--- Reading passage Enclosed Below ---

I can similarly counter with a study that criticizes studies that show a positive correlation with SAT and freshman GPA. For example, [1] cited 440 times performs an analysis showing that these positive correlation studies overstate their claims and over-attribute the freshman grade point average to SAT score. I am certain you can counter with another study (google scholar has 300,000+ links on the topic).

The point I am making is that the value added of SAT/ACT is unclear and not worth the time and money students spend on it. Instead, they could use SAT II or AP test scores, which are subject tests on useful material, that is already taught in schools. At least then students will spend time studying topics they may actually use in the future (chemistry, biology, US history, calculus, physics, Spanish, etc.). It would show that students can learn material on a particular topic and pass a standardized exam on it (which is most of what college is anyway).

I think a large part of why the SAT I is so controversial is because it is testing "broad abilities" and "capacity for future learning" which are definitions that changes over time and it is unclear what that actually means and how useful it is. In contrast, a subject test is clear: Can you learn material on subject X well enough to pass a test on it? If you can, well that's what completing college is like. There are studies that support the use of subject tests (SAT II) over the use of broad psychometric tests (SAT I) [2]. I think that sticking with these "broad intelligence tests" is based more on "well we've done it this way for a long time" than actual utility.

--- End of Enclosed Reading passage ---

• [Required work]
Can you quote the passage on SAT testing word for word, starting with "I can similarly" and going on through "on the topic)."?

--- Dataset extract Enclosed Below ---

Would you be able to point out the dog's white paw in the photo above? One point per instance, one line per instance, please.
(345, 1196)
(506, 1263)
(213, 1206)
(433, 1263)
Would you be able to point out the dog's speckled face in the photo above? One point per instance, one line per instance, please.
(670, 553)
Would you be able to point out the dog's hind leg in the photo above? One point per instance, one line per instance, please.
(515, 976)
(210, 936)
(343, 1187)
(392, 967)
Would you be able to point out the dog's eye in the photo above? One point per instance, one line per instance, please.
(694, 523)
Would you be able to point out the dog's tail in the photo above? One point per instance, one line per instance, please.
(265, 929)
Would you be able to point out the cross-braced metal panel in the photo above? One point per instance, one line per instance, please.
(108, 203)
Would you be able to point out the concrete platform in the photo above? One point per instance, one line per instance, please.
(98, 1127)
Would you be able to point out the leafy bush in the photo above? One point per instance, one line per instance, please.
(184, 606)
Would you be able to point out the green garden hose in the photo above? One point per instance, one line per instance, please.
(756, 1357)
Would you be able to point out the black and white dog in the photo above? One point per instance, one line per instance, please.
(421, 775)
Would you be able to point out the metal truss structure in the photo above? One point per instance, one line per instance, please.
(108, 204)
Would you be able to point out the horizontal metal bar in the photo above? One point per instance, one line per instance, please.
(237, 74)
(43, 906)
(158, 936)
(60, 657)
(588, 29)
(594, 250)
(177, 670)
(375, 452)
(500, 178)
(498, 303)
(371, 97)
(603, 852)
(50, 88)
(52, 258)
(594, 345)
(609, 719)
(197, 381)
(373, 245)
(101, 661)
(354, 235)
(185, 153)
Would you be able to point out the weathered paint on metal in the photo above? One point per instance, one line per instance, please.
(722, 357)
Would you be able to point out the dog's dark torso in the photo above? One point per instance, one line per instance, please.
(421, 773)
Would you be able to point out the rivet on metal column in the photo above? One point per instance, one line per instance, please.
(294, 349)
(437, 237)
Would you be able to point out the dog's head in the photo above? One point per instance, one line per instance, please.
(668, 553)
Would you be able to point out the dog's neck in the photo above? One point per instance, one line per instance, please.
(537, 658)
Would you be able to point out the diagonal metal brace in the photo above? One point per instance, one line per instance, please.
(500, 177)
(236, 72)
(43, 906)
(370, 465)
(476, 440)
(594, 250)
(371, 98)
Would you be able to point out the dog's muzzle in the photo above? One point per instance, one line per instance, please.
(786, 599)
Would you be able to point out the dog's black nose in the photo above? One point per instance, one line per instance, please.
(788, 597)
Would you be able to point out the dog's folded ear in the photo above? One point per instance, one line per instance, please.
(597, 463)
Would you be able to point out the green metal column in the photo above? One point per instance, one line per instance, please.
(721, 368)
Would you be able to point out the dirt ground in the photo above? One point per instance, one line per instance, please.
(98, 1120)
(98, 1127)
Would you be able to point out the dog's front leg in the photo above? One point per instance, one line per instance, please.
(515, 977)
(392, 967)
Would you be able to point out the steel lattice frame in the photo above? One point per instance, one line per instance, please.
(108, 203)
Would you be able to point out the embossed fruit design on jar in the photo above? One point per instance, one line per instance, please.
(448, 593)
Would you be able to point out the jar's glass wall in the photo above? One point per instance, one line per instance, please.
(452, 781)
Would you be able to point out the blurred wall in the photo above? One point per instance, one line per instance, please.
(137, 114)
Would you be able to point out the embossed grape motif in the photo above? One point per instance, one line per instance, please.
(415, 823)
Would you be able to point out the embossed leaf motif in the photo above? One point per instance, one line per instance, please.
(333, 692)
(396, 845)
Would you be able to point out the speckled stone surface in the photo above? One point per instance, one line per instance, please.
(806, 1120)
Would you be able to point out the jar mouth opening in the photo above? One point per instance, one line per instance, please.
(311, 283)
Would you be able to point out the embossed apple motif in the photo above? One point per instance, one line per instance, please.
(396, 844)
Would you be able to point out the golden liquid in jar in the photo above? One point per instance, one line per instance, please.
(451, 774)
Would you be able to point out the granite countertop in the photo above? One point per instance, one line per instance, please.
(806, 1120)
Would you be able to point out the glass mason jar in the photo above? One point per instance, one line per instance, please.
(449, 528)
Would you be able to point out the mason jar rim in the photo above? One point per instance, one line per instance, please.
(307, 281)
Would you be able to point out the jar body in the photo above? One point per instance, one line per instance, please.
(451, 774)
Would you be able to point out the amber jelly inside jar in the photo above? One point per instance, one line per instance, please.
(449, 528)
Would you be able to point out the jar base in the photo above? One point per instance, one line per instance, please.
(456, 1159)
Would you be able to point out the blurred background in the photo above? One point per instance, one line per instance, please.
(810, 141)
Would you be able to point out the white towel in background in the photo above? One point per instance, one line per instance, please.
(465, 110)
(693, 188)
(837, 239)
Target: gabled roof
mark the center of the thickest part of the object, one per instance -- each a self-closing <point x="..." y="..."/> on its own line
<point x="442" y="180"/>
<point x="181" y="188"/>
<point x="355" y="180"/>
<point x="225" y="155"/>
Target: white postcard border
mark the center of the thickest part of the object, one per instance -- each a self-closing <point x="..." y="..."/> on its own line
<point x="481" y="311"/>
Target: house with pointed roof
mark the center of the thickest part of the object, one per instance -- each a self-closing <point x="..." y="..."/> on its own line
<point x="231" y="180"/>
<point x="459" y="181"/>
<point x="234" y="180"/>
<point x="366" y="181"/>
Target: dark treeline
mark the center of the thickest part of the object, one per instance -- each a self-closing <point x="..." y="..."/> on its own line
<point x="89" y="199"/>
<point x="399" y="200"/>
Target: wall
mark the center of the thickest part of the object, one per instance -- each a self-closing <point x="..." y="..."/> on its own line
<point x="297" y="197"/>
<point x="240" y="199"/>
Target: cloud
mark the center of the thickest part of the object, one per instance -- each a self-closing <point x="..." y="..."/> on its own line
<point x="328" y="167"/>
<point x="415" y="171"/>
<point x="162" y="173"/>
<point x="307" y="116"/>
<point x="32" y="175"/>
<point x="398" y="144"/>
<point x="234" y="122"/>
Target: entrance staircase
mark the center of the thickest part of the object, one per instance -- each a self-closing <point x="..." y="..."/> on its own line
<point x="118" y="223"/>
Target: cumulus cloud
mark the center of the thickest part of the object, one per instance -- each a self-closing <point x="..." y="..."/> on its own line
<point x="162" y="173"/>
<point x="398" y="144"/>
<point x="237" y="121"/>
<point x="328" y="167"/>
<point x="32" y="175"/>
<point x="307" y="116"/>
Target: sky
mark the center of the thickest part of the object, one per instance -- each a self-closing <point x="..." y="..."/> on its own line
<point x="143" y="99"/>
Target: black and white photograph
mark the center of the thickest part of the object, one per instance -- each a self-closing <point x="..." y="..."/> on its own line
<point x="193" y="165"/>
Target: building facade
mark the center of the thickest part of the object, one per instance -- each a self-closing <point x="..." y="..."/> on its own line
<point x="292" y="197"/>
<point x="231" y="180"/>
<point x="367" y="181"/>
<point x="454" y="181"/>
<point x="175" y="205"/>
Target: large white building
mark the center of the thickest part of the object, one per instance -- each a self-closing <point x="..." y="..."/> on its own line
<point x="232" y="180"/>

--- End of Enclosed Dataset extract ---

• [Answer box]
I can similarly counter with a study that criticizes studies that show a positive correlation with SAT and freshman GPA. For example, [1] cited 440 times performs an analysis showing that these positive correlation studies overstate their claims and over-attribute the freshman grade point average to SAT score. I am certain you can counter with another study (google scholar has 300,000+ links on the topic).